**Exercices à réaliser:**
[1] Recopiez sans rien changer le passage du discours sur EDF qui s'ouvre sur les mots contenant "Circonstance : Examen" et se termine par "d'EDF n'est prévu.".
[2] Disposez en tableau Markdown, avec une colonne N° pour le numéro de rangée et une colonne Ligne pour son texte, les lignes des enregistrements qui vont de celle contenant "of the awning" jusqu'à celle contenant "171), (244, 200)]", ces deux lignes comprises. Laissez de côté les lignes vides.

**Extrait du texte:**
Circonstance : Examen au Sénat en deuxième lecture de la proposition de loi visant à protéger le groupe Électricité de France d'un démembrement

Texte intégral

Madame la Présidente,
Mesdames et Messieurs les sénateurs,
Monsieur le Président, Madame la Rapporteure générale,


Il n'a jamais été question de démembrement d'EDF. Donc, nous allons examiner cette proposition de loi contre le démembrement d'EDF. Et je veux rassurer tout le monde, ici et au-delà de cet hémicycle, tous nos compatriotes, aucun démembrement d'EDF n'est prévu.

Nous avons définitivement abandonné le projet Hercule, qui suscitait des inquiétudes de la part des salariés d'EDF. Et nous avons pris, avec le président de la République, une décision radicale en prenant le contrôle de 100% d'EDF. Donc je crois que cela devrait suffire à rassurer tout le monde ici. Cette décision radicale nous donne les mains libres pour conduire une politique énergétique ambitieuse pour la nation française et pour EDF.

**Données fournies:**
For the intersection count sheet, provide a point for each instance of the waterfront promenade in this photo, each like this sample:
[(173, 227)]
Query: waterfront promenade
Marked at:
---
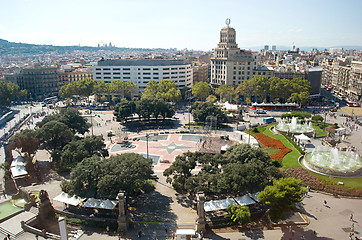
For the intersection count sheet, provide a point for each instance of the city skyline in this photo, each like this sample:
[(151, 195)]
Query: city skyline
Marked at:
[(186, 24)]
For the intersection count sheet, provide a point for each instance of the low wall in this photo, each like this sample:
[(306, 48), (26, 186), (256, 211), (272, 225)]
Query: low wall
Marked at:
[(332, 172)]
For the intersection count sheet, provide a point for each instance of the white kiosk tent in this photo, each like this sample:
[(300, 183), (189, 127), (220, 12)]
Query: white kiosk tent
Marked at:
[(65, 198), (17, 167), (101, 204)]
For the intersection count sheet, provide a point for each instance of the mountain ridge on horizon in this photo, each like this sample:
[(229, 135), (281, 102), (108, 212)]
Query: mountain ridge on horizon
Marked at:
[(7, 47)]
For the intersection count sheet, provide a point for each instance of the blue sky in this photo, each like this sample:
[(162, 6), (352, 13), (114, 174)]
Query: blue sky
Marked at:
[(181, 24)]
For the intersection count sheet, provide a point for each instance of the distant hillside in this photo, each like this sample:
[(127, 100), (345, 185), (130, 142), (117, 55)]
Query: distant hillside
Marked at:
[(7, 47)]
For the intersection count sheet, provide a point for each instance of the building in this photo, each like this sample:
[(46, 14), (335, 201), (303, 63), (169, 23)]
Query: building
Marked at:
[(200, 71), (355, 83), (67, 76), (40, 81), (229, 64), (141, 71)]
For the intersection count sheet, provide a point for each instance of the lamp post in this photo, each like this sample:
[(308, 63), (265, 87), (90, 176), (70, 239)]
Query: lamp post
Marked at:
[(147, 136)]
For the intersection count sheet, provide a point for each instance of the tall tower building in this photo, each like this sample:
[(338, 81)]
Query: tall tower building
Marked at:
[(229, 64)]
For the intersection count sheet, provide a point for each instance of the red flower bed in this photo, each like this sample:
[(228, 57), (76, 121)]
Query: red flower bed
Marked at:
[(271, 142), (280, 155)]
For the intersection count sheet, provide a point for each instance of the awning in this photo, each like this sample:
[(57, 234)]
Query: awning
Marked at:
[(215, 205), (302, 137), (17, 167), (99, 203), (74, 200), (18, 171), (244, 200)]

**Corrigé des exercices:**
[1]
Circonstance : Examen au Sénat en deuxième lecture de la proposition de loi visant à protéger le groupe Électricité de France d'un démembrement

Texte intégral

Madame la Présidente,
Mesdames et Messieurs les sénateurs,
Monsieur le Président, Madame la Rapporteure générale,


Il n'a jamais été question de démembrement d'EDF. Donc, nous allons examiner cette proposition de loi contre le démembrement d'EDF. Et je veux rassurer tout le monde, ici et au-delà de cet hémicycle, tous nos compatriotes, aucun démembrement d'EDF n'est prévu.

[2]
| N° | Ligne |
|---|---|
| 1 | For the intersection count sheet, provide a point for each instance of the awning in this photo, each like this sample: |
| 2 | [(57, 234)] |
| 3 | Query: awning |
| 4 | Marked at: |
| 5 | [(215, 205), (302, 137), (17, 167), (99, 203), (74, 200), (18, 171), (244, 200)] |